GIVEN PROBLEM: Reproduce every line of the entries below, requests included, and shift each x and y coordinate in the answer points by adding 50. Leave the pictures out of your copy.

--------------------------------------------------

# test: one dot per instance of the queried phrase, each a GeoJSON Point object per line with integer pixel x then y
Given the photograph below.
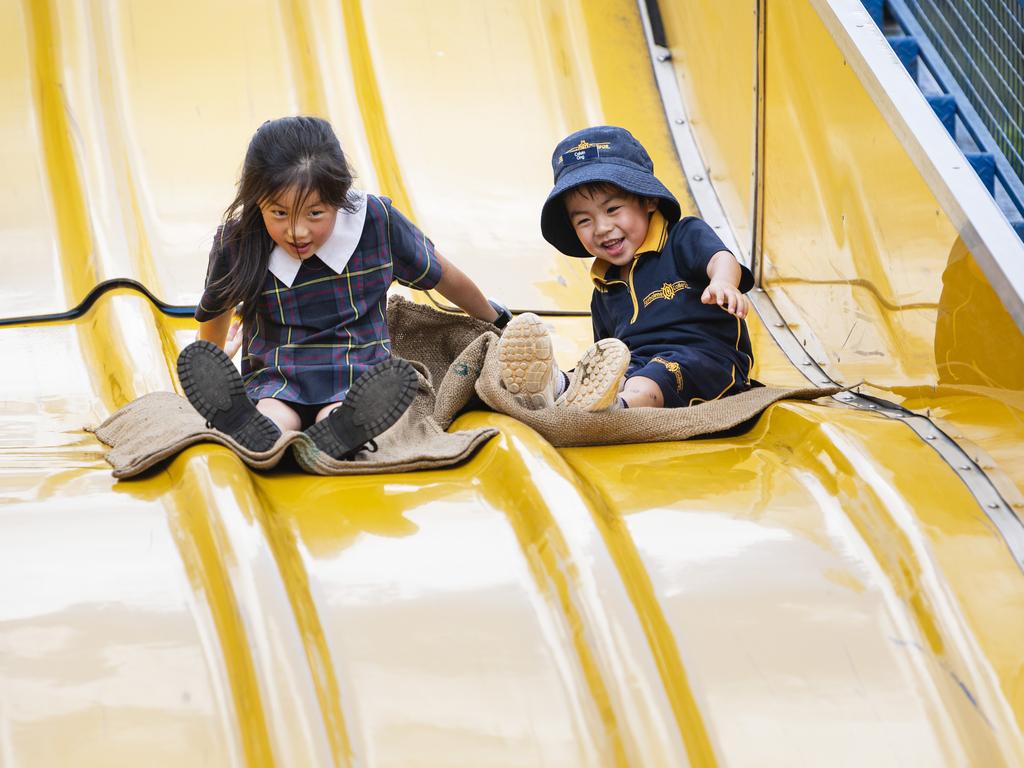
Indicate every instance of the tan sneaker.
{"type": "Point", "coordinates": [528, 369]}
{"type": "Point", "coordinates": [595, 383]}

--------------------------------------------------

FINISHED ANSWER:
# test: one dot per instance of the queried phrase, each a GeoJSON Point object per line with integer pixel x then y
Given the photograph below.
Indicate every instance of the tan sneaker.
{"type": "Point", "coordinates": [578, 419]}
{"type": "Point", "coordinates": [645, 433]}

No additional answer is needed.